## THE TASK
Everything from the line containing "Provide the polygon of every instance of the **cherry" down to the last line of the entries below must be transcribed exactly, and nothing else.

(Segmentation dataset excerpts)
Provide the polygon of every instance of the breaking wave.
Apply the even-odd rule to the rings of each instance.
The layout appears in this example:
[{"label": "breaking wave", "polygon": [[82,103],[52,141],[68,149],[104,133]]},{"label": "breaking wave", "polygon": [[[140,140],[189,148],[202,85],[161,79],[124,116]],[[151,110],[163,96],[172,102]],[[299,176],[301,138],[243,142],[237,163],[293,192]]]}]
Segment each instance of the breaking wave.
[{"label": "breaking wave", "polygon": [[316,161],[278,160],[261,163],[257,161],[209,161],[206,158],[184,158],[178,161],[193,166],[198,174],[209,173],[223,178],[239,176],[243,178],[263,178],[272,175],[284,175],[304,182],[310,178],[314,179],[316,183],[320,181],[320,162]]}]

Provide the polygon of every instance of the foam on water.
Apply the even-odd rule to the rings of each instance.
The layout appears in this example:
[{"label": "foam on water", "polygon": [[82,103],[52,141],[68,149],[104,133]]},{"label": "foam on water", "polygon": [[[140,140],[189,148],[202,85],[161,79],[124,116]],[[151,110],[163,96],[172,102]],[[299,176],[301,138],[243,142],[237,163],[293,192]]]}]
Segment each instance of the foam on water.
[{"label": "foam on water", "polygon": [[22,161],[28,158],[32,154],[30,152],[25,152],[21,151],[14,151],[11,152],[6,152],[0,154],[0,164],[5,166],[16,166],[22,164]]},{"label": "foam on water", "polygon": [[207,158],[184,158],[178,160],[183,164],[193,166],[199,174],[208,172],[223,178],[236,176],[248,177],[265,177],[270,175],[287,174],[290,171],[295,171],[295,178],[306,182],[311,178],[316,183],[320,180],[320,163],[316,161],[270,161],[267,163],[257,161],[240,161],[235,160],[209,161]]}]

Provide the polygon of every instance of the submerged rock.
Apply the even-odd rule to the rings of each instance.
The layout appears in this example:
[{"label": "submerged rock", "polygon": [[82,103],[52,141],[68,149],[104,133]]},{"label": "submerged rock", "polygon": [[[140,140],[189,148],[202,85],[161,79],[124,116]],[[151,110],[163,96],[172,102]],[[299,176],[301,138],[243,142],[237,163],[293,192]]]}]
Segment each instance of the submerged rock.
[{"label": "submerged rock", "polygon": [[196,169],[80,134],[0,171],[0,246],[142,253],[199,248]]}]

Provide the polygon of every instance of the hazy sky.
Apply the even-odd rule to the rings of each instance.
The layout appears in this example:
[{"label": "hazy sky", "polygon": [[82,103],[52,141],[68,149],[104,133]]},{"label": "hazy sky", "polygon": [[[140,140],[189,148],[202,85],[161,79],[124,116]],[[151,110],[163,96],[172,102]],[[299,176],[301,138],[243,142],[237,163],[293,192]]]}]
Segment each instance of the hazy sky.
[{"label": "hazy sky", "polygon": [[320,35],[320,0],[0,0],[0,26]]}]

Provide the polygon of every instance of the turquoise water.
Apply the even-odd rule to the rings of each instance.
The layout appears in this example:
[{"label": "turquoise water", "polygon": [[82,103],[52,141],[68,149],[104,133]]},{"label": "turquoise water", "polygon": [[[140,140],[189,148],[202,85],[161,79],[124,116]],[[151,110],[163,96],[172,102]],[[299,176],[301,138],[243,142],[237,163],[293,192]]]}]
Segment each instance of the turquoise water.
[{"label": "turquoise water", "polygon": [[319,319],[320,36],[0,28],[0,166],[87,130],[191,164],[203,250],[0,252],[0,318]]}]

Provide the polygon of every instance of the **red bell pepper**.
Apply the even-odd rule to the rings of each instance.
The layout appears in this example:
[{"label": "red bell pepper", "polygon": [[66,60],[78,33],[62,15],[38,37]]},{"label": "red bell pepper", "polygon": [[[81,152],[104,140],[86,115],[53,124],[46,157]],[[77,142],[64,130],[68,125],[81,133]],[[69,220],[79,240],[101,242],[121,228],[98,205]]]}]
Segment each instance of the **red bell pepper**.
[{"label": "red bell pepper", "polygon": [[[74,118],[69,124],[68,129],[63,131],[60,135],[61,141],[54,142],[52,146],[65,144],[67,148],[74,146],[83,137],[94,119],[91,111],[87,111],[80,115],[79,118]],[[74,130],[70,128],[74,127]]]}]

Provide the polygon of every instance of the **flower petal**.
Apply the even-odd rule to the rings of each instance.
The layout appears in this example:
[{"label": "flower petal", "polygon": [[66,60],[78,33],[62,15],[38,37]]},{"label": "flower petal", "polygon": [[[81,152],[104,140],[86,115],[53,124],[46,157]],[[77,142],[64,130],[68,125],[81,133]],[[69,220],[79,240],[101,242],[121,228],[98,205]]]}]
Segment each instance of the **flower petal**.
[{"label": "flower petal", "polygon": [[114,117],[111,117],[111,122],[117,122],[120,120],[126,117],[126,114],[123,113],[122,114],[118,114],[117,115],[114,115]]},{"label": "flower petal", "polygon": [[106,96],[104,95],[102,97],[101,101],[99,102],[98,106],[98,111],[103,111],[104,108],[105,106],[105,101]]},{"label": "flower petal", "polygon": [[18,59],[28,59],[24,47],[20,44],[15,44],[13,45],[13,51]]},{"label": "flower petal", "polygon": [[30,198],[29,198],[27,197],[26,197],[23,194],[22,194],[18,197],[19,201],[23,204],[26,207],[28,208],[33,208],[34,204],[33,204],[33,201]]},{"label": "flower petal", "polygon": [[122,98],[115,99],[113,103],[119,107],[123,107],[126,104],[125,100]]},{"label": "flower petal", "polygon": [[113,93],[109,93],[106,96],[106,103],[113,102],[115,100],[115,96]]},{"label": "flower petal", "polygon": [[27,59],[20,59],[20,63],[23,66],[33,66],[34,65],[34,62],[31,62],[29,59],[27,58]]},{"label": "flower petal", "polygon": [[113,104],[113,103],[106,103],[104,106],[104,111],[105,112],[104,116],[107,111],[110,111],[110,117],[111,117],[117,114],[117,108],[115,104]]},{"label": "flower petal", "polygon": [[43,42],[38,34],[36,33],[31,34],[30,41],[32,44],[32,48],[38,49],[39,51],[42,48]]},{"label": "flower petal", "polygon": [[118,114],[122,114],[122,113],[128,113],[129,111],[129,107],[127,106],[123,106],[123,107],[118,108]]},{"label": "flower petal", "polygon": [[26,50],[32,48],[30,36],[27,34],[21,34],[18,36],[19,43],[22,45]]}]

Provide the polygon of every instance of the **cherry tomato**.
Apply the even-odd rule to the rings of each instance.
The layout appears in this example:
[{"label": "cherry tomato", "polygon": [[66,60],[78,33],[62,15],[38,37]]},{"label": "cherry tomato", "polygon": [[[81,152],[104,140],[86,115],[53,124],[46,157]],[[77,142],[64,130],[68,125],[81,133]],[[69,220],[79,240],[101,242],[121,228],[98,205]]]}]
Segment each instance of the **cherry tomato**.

## SOLUTION TO THE EXERCISE
Provide the polygon of every instance of the **cherry tomato**.
Apply the even-odd rule to the rings of each instance.
The layout appears in this example:
[{"label": "cherry tomato", "polygon": [[66,60],[78,33],[62,15],[38,37]]},{"label": "cherry tomato", "polygon": [[[81,152],[104,140],[86,115],[53,124],[46,157]],[[77,142],[64,130],[68,125],[81,133]],[[69,220],[79,240],[101,242],[121,228],[98,205]]]}]
Segment each instance of the **cherry tomato**.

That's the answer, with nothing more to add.